▸ **Exercise details**:
In the part that opens with the line containing "Corridor-survey task: point out each instance of the sun in" and runs through the end of the lines, substitute "marker" for every "dot" and leave everything else unchanged. Give back only those lines, without the pictures.

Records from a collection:
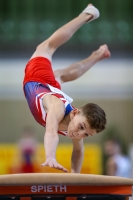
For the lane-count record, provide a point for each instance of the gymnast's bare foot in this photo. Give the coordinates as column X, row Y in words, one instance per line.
column 102, row 52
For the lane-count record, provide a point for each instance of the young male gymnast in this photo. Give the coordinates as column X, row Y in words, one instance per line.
column 50, row 106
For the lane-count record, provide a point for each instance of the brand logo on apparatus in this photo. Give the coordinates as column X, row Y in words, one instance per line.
column 48, row 188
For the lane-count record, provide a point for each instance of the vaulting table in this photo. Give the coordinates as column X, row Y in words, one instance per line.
column 64, row 186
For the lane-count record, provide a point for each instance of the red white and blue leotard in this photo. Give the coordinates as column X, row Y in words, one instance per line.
column 39, row 81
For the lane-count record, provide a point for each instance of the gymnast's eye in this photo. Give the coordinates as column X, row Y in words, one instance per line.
column 81, row 127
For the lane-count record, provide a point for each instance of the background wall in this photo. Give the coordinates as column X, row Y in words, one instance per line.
column 24, row 24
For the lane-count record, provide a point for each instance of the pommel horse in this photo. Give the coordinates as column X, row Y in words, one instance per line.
column 61, row 186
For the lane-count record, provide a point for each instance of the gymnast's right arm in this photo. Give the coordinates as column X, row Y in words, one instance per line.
column 55, row 113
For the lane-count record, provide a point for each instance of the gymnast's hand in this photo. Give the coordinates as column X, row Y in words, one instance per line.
column 51, row 162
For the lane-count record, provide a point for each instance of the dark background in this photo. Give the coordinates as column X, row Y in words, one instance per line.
column 26, row 23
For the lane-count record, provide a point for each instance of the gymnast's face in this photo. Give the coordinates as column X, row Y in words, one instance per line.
column 78, row 127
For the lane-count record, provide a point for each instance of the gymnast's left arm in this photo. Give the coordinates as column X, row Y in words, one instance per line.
column 77, row 156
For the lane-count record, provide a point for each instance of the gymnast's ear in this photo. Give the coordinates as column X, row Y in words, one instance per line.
column 74, row 112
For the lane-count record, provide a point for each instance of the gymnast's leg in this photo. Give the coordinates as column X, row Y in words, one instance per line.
column 63, row 34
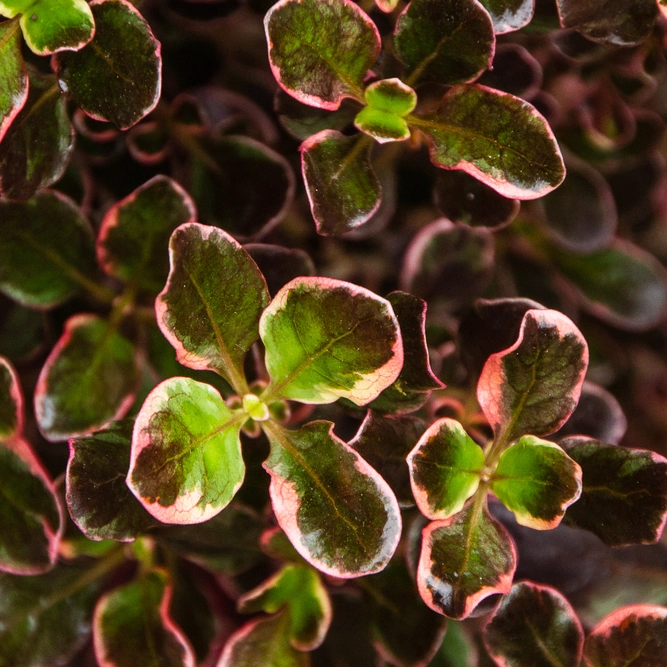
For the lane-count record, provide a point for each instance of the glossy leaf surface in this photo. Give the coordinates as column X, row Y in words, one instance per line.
column 186, row 462
column 339, row 514
column 495, row 137
column 37, row 145
column 210, row 308
column 320, row 50
column 117, row 77
column 99, row 501
column 326, row 339
column 463, row 560
column 46, row 250
column 445, row 468
column 89, row 379
column 134, row 234
column 342, row 187
column 533, row 386
column 132, row 626
column 534, row 626
column 444, row 42
column 629, row 485
column 538, row 481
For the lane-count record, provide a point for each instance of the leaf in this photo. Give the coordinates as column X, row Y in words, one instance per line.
column 99, row 501
column 339, row 514
column 416, row 380
column 321, row 50
column 495, row 137
column 50, row 26
column 300, row 589
column 210, row 308
column 445, row 467
column 13, row 75
column 463, row 560
column 46, row 250
column 42, row 620
column 537, row 481
column 533, row 386
column 624, row 495
column 117, row 77
column 632, row 635
column 134, row 235
column 534, row 626
column 622, row 24
column 89, row 379
column 342, row 187
column 132, row 626
column 509, row 15
column 444, row 42
column 37, row 145
column 263, row 641
column 326, row 339
column 186, row 462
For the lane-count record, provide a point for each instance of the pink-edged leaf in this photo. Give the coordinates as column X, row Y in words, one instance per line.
column 321, row 50
column 533, row 386
column 537, row 481
column 444, row 41
column 13, row 75
column 339, row 514
column 134, row 235
column 632, row 636
column 445, row 468
column 343, row 190
column 89, row 379
column 132, row 626
column 495, row 137
column 210, row 308
column 464, row 559
column 118, row 76
column 300, row 589
column 326, row 339
column 185, row 463
column 624, row 495
column 534, row 626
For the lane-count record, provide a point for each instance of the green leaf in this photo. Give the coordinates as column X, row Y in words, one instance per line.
column 535, row 626
column 134, row 235
column 533, row 386
column 13, row 75
column 537, row 481
column 463, row 560
column 342, row 187
column 622, row 24
column 624, row 495
column 186, row 462
column 264, row 641
column 321, row 50
column 326, row 339
column 117, row 77
column 633, row 636
column 37, row 145
column 89, row 379
column 445, row 467
column 50, row 26
column 44, row 620
column 443, row 41
column 339, row 514
column 99, row 501
column 300, row 589
column 210, row 308
column 46, row 250
column 495, row 137
column 132, row 626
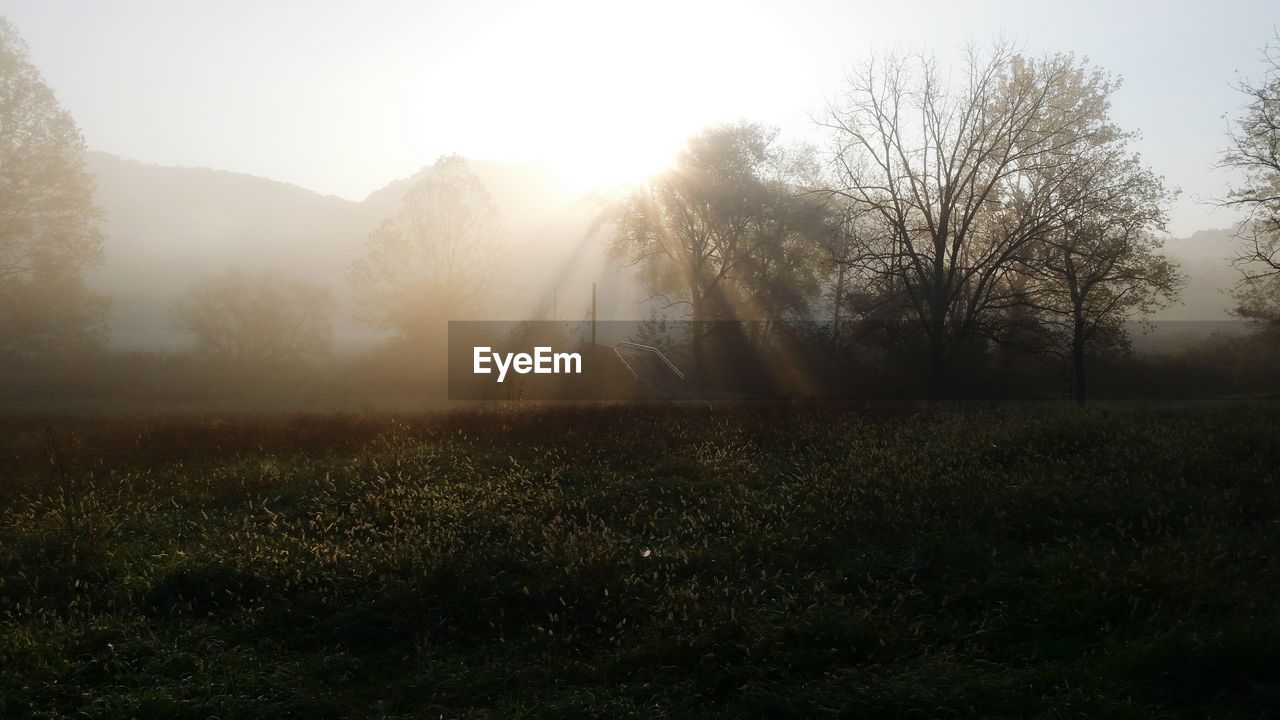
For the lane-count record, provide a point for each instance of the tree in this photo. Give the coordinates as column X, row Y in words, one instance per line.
column 259, row 318
column 721, row 232
column 1255, row 149
column 435, row 259
column 49, row 226
column 963, row 181
column 1104, row 264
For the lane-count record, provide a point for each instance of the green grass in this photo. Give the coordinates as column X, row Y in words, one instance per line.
column 645, row 563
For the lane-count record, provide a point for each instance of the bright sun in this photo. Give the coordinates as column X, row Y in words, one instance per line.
column 602, row 92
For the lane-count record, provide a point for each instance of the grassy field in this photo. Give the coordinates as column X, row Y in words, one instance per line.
column 645, row 563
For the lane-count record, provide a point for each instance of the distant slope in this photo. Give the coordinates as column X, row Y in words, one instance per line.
column 167, row 228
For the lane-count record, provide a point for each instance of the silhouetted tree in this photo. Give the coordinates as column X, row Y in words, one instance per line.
column 49, row 231
column 722, row 231
column 963, row 180
column 1255, row 149
column 257, row 318
column 437, row 259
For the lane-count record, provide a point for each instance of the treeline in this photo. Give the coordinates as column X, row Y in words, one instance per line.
column 967, row 228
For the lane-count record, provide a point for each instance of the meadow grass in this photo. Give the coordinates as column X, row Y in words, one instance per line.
column 645, row 563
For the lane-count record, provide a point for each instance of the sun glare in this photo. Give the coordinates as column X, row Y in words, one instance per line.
column 604, row 94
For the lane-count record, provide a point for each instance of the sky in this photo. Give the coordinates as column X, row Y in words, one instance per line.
column 342, row 98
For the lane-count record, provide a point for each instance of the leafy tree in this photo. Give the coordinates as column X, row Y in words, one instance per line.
column 49, row 226
column 1255, row 149
column 963, row 180
column 1104, row 264
column 435, row 259
column 722, row 232
column 257, row 318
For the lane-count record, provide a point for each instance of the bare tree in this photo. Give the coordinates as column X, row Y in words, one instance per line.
column 437, row 259
column 260, row 318
column 963, row 180
column 49, row 232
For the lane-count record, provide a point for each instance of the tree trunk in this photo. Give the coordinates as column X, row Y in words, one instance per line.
column 837, row 300
column 696, row 333
column 1078, row 363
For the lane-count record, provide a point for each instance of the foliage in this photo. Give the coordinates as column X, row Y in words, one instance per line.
column 256, row 318
column 438, row 259
column 48, row 220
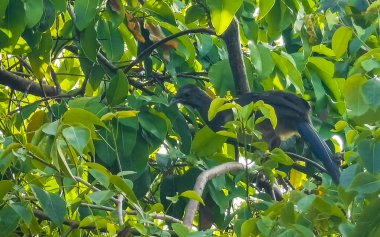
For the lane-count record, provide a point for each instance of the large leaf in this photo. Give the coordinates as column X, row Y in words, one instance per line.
column 85, row 12
column 118, row 89
column 33, row 10
column 77, row 137
column 161, row 10
column 289, row 70
column 222, row 13
column 340, row 40
column 13, row 25
column 369, row 150
column 221, row 77
column 110, row 40
column 52, row 204
column 9, row 220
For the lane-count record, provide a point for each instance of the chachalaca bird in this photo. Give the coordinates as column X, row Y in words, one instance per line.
column 292, row 118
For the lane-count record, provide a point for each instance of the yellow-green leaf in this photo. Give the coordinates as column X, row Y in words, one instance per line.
column 340, row 40
column 193, row 196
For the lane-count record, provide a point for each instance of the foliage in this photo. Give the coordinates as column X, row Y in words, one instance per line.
column 91, row 145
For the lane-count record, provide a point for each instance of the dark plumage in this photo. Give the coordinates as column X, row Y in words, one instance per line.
column 292, row 115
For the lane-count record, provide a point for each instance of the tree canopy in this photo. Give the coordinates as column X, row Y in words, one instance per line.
column 91, row 145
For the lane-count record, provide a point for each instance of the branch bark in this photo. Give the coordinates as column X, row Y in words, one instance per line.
column 200, row 184
column 18, row 83
column 232, row 39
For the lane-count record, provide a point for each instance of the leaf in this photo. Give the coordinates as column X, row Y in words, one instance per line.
column 340, row 40
column 161, row 10
column 52, row 204
column 193, row 13
column 124, row 187
column 265, row 6
column 206, row 142
column 85, row 12
column 193, row 196
column 23, row 211
column 153, row 125
column 215, row 105
column 354, row 100
column 5, row 187
column 222, row 13
column 180, row 230
column 369, row 150
column 101, row 197
column 281, row 157
column 33, row 11
column 220, row 75
column 111, row 40
column 365, row 183
column 289, row 70
column 11, row 27
column 9, row 221
column 77, row 137
column 118, row 89
column 370, row 92
column 88, row 42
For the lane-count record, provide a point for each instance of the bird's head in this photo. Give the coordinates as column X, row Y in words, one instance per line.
column 193, row 96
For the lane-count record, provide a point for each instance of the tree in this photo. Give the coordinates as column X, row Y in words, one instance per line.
column 91, row 145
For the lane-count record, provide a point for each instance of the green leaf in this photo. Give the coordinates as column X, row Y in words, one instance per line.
column 206, row 142
column 85, row 12
column 369, row 150
column 153, row 124
column 101, row 197
column 193, row 13
column 111, row 40
column 5, row 187
column 370, row 92
column 262, row 60
column 33, row 11
column 118, row 89
column 215, row 105
column 354, row 100
column 88, row 42
column 23, row 211
column 12, row 27
column 3, row 8
column 222, row 13
column 9, row 221
column 77, row 137
column 52, row 204
column 84, row 117
column 281, row 157
column 180, row 229
column 265, row 6
column 124, row 187
column 161, row 10
column 289, row 70
column 193, row 196
column 220, row 75
column 365, row 183
column 340, row 40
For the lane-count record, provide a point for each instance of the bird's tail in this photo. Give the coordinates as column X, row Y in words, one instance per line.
column 319, row 149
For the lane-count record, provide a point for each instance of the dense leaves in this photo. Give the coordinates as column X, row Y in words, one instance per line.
column 90, row 143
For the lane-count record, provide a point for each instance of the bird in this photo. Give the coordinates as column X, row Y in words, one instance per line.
column 292, row 115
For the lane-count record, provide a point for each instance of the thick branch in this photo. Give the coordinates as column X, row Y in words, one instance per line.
column 26, row 86
column 150, row 49
column 232, row 39
column 200, row 184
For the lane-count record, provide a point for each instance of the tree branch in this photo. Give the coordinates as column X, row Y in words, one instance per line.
column 18, row 83
column 232, row 39
column 200, row 184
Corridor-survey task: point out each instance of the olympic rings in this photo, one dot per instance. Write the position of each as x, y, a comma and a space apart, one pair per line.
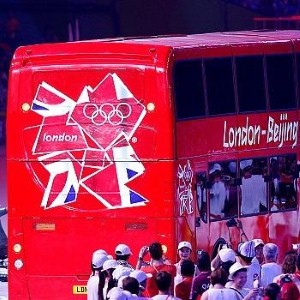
107, 112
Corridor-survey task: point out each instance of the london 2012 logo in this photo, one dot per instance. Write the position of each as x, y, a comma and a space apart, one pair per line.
86, 144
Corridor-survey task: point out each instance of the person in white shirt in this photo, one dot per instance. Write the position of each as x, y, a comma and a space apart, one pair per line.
163, 281
184, 252
217, 290
253, 189
217, 193
270, 269
97, 276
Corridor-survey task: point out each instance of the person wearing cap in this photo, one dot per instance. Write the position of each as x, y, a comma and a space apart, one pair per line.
238, 277
202, 280
253, 189
184, 251
96, 281
289, 269
217, 290
217, 192
270, 269
184, 288
258, 246
141, 277
246, 257
156, 265
117, 293
224, 259
108, 267
131, 285
163, 281
122, 255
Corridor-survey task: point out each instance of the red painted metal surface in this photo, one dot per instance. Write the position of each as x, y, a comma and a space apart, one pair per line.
95, 157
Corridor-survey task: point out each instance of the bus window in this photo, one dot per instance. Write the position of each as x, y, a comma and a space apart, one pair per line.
219, 84
189, 95
250, 83
281, 86
201, 196
253, 187
222, 190
283, 185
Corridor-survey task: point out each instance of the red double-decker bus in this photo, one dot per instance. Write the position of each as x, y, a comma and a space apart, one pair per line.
149, 139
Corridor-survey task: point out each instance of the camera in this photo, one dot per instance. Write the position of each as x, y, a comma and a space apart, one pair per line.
224, 246
231, 223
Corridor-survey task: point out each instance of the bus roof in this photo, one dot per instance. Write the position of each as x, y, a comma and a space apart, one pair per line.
215, 38
142, 45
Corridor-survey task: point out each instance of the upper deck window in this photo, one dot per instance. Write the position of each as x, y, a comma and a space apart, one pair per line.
250, 83
189, 95
219, 83
280, 73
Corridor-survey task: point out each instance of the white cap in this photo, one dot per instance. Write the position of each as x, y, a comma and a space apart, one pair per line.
234, 268
121, 271
247, 249
245, 163
98, 260
258, 242
232, 167
214, 168
139, 275
110, 264
120, 281
116, 293
184, 244
227, 254
99, 251
123, 249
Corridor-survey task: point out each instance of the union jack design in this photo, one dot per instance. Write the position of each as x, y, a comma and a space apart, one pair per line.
85, 144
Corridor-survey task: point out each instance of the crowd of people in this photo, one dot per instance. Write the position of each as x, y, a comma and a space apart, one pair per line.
250, 272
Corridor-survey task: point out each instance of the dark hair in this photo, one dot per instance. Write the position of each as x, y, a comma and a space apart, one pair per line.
155, 250
187, 268
163, 280
131, 284
239, 271
203, 262
226, 265
289, 264
218, 276
122, 257
272, 290
289, 290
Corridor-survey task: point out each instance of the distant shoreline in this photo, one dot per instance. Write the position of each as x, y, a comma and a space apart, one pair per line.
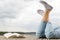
1, 33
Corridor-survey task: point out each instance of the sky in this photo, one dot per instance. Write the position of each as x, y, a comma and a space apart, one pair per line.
22, 16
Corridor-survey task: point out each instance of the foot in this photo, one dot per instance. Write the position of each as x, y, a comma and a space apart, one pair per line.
41, 12
47, 6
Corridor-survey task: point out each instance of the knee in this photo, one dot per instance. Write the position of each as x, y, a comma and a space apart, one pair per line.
49, 35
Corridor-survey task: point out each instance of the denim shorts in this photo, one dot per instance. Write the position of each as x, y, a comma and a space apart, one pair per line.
46, 29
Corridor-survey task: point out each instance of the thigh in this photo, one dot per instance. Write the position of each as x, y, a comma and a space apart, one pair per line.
51, 32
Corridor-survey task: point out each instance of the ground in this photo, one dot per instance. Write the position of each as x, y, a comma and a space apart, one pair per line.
27, 37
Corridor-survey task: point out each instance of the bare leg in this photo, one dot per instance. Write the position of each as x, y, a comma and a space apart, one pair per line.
41, 30
48, 9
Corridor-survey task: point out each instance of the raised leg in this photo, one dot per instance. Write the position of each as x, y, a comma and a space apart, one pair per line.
41, 30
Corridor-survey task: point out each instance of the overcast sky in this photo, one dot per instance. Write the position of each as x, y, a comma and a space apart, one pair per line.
21, 15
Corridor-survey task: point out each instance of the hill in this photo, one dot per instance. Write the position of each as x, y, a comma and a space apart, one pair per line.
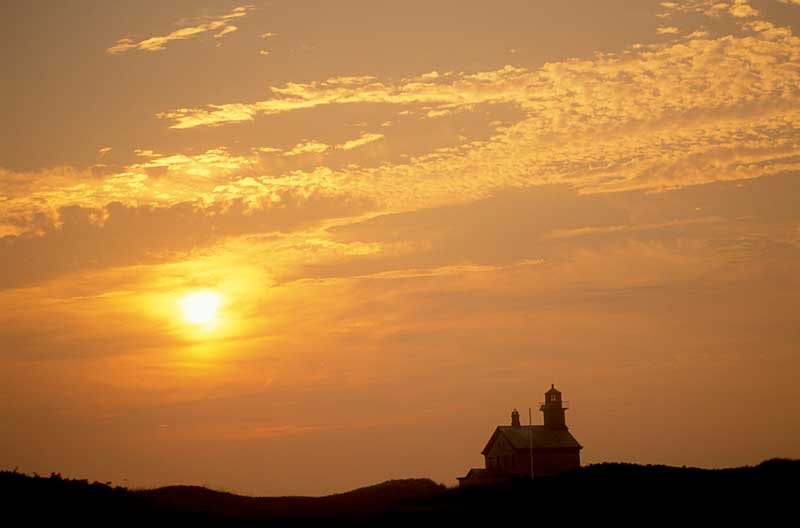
611, 491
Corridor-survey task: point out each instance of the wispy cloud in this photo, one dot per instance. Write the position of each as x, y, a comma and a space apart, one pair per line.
307, 147
360, 141
159, 43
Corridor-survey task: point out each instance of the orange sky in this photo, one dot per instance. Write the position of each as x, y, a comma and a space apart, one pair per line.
414, 217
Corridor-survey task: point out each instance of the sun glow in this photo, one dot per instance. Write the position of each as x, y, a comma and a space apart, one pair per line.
200, 308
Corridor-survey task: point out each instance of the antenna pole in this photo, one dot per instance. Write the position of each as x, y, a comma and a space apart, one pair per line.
530, 436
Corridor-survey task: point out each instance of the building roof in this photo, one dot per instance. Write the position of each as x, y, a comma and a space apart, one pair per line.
543, 438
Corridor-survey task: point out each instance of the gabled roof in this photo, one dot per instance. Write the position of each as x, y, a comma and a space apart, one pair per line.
543, 438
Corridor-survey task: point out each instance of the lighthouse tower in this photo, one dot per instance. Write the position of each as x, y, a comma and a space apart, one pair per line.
553, 409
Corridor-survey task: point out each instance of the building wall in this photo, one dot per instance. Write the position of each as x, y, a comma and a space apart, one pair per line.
501, 455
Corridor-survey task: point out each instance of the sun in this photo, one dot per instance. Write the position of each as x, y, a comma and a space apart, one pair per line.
200, 308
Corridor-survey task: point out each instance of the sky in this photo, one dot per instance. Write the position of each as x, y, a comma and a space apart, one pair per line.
297, 247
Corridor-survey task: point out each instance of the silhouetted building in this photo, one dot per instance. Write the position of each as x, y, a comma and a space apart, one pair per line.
513, 449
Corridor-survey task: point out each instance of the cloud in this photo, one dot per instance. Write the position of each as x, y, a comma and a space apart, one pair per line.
307, 147
741, 9
360, 141
213, 23
225, 31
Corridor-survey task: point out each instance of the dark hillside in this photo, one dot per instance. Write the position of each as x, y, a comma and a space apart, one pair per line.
610, 492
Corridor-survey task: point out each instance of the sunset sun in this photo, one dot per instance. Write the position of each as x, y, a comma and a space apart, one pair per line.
200, 308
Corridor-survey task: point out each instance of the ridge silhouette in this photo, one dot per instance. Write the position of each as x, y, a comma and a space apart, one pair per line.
617, 492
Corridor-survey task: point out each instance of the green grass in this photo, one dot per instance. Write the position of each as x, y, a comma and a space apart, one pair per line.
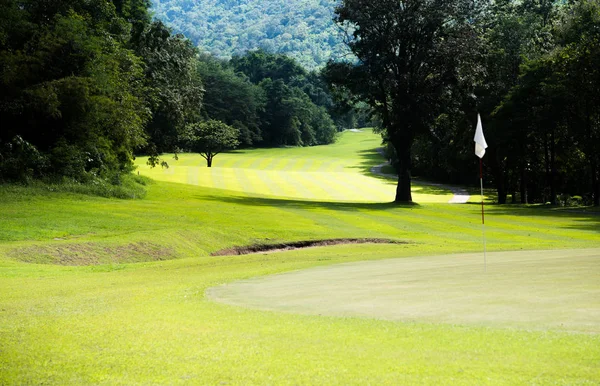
339, 173
135, 312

▸ **Output for this task**:
Corridor-survey task: point out each instance of the sun in this photo, one marker per instance. Write the position of each as x, y, a comma and a space apart, one pair per line.
200, 308
Corridor-survey task: point out each instance of the sky in this photo, one marker per instance. Write the position of each as x, y, a comma and a space apart, one pair per line.
297, 247
Corridor-survey task: point out each instance of the silhouetted building in this photo, one marker per instance. Write the position of each as x, y, a comma and a space apart, one pair per line.
513, 449
Corridor-survey task: point out each instance of the cloud in this photo, one marker per instance. Write the position of each as x, y, a comma and a space apart, one pair per line.
307, 147
741, 9
360, 141
213, 23
225, 31
Corridor-survey task: point out each instance of the dark hillside in this photo, one marker per instance. Write the position of each as x, y, a comma and a space apart, one pair per line.
610, 492
Corridor-survey task: point out each instance of the sunset sun in this photo, one marker per instance. Write the position of each as x, y, a comma and a space apart, one pair per line.
200, 308
Corridor-survey task: point out each instance of the ridge silhouette in this photo, one marker per instance. Write the position of each as x, y, a comma and a space apart, one pair per line.
617, 492
Corridor-survey task: point out each instance of the green grass in this photo, one marker per instance. Write the position of each as x, y, a comma and a space apart, one pair per line.
339, 173
135, 312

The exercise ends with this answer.